=== WRITTEN INSTRUCTION 1 ===
According to the passage on the March on Washington Movement, what action by President Roosevelt led Randolph and his collaborators to call off the march?
=== WRITTEN INSTRUCTION 2 ===
Write a continuation of the passage on the March on Washington Movement, picking up after its final sentence.

=== PROVIDED PASSAGE ===
The March on Washington Movement (MOWM), 1941–1946, organized by activists A. Philip Randolph and Bayard Rustin as a tool to produce a mass march on Washington, D.C., was designed to pressure the U.S. government into desegregating the armed forces and providing fair working opportunities for African Americans. When President Roosevelt issued Executive Order 8802 in 1941, prohibiting discrimination in the defense industry under contract to federal agencies, Randolph and collaborators called off the march.

Randolph continued to promote non-violent actions to advance goals for African Americans. Future civil rights leader Martin Luther King, Jr. and other younger men were strongly influenced by Randolph and his ideals and methods.

In the lead-up to the United States' entry into World War II, African Americans resented calls to "defend democracy" against Nazi racism while having to deal with discrimination in all sectors of life and business in the United States, especially the South, where they had been disenfranchised since the turn of the century and oppressed by Jim Crow laws.

=== MATERIAL PROVIDED ===
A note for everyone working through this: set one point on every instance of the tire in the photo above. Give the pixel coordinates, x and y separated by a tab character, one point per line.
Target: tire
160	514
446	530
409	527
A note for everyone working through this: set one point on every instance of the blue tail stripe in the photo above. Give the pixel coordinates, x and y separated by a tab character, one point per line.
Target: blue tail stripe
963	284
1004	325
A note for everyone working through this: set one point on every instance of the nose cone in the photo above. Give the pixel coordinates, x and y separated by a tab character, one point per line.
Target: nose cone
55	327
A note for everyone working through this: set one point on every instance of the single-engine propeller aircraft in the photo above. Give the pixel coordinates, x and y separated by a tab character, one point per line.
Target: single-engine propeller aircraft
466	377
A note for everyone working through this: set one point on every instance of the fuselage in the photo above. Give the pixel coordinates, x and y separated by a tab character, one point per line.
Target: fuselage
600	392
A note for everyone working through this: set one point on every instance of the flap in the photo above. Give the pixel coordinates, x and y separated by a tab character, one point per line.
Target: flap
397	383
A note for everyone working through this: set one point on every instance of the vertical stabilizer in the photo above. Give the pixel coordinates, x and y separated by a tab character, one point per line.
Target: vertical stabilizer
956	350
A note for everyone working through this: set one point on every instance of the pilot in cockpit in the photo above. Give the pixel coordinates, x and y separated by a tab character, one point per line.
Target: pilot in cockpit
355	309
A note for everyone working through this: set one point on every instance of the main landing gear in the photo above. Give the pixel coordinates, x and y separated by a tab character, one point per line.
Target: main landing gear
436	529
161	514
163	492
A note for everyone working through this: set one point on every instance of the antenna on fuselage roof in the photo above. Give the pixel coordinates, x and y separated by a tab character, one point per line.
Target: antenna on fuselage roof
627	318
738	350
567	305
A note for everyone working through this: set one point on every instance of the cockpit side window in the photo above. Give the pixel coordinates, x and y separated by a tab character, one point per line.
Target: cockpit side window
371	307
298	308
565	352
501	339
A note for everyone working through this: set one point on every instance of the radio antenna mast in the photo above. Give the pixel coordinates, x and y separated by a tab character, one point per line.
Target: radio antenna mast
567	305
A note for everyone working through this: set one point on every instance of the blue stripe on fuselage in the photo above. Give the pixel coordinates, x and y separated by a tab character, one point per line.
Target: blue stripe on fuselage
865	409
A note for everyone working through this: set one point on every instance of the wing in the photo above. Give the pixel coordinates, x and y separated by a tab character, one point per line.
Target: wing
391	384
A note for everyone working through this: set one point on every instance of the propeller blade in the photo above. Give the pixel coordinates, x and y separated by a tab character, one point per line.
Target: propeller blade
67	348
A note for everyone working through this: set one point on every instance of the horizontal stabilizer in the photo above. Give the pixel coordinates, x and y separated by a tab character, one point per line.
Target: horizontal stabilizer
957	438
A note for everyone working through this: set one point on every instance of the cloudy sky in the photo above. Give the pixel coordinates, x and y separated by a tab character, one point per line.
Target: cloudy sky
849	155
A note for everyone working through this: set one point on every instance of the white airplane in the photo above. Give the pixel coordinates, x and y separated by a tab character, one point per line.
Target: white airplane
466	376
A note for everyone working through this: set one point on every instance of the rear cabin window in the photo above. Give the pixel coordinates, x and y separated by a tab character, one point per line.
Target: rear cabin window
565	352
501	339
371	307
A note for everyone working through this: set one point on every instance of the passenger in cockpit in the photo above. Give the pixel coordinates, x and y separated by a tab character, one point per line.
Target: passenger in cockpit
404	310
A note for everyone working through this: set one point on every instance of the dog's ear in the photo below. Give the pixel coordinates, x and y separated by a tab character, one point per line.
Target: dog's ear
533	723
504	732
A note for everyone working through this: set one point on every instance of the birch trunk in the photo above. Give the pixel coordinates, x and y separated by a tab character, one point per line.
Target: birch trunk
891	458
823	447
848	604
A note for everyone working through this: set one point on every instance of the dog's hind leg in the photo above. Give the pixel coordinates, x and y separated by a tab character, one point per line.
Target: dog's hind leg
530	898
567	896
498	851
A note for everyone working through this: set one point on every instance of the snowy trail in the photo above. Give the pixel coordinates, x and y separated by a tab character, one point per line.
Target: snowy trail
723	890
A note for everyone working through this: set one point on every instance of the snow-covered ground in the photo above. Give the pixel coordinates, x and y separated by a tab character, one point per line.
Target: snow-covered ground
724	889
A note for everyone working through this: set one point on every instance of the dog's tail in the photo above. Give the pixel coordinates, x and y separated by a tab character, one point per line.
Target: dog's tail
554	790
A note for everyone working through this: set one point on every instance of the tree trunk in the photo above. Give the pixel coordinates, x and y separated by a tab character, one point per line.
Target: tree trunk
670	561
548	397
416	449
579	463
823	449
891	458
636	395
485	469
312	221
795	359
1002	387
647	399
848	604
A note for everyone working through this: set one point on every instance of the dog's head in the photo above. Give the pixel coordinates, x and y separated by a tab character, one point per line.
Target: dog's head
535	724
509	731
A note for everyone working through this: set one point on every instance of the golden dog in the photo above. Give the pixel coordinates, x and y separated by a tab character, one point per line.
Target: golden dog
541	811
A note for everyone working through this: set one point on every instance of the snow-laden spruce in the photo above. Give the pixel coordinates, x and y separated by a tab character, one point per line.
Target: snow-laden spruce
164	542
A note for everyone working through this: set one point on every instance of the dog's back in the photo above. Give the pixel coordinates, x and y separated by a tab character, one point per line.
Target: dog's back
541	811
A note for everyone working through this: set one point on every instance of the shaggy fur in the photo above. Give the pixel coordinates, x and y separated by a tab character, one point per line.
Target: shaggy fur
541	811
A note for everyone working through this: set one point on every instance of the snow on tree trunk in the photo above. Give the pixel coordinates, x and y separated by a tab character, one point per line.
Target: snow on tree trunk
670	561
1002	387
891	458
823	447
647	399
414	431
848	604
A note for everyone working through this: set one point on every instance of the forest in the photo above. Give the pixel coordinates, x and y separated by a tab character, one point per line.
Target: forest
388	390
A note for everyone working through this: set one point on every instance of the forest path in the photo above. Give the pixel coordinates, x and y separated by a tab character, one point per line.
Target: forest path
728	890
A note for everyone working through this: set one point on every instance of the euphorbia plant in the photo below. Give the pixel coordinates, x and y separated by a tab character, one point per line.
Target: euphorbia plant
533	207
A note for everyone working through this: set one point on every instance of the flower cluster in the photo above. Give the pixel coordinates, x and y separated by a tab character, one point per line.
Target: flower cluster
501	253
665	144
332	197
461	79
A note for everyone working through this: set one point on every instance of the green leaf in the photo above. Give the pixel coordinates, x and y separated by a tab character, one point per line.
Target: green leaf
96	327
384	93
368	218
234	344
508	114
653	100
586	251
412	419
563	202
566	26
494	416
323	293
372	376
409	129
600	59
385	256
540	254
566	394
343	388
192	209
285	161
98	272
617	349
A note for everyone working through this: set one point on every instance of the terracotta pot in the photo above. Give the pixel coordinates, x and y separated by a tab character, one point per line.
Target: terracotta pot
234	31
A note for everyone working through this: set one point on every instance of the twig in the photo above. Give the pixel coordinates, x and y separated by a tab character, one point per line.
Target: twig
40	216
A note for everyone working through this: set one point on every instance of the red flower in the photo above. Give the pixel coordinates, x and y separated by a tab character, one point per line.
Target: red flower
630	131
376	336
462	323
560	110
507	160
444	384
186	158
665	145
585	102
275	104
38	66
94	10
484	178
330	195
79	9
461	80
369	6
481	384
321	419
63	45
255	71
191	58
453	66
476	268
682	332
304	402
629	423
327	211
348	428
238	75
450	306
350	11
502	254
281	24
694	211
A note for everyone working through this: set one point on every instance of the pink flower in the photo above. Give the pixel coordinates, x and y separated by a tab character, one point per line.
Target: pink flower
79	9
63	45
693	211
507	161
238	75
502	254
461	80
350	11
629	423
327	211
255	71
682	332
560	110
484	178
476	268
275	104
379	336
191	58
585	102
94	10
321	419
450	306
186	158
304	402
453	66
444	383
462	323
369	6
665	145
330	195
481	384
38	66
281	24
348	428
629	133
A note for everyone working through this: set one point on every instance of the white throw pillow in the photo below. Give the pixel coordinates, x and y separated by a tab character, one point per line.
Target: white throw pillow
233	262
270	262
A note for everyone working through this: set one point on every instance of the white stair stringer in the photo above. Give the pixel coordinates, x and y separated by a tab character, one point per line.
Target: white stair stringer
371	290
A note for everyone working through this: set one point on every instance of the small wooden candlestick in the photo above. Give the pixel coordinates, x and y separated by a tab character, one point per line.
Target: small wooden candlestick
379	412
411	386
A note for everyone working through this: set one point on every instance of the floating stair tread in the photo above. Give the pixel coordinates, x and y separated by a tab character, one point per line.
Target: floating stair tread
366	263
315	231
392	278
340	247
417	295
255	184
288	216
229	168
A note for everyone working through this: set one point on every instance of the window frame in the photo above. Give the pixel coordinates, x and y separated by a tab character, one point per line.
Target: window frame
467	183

=== ANSWER 1 ===
President Roosevelt issued Executive Order 8802 in 1941, which prohibited discrimination in the defense industry under contract to federal agencies.

=== ANSWER 2 ===
By the fall of 1940, the American economy was emerging from the Depression. The defense boom benefited whites, but black workers were denied opportunities because of widespread racial discrimination in employment. Some government training programs excluded blacks based on their being refused entry to defense industries, and many skilled black workers with proper training were unable to gain employment. In 1940 the president of the North American Aviation Co. was quoted as saying, "While we are in complete sympathy with the Negro, it is against company policy to employ them as aircraft workers or mechanics ... regardless of their training.... There will be some jobs as janitors for Negroes." It was in this climate that activists began to develop the March on Washington Movement.

The March on Washington Movement was an attempt to pressure the United States government and President Franklin D. Roosevelt into establishing policy and protections against employment discrimination as the nation prepared for war. A. Philip Randolph was the driving force behind the movement, with allies from the NAACP and other civil rights organizations. He had formed and led the Brotherhood of Sleeping Car Porters beginning in 1925. His leadership in the March on Washington Movement, in which organizing middle and lower class members would be so important, was based on his strong experience in grassroots and union organizing. Randolph's independence from white sources of power was shown when he said of the movement, "If it costs money to finance a march on Washington, let Negroes pay for it. If any sacrifices are made for Negro rights in national defense, let Negroes make them...."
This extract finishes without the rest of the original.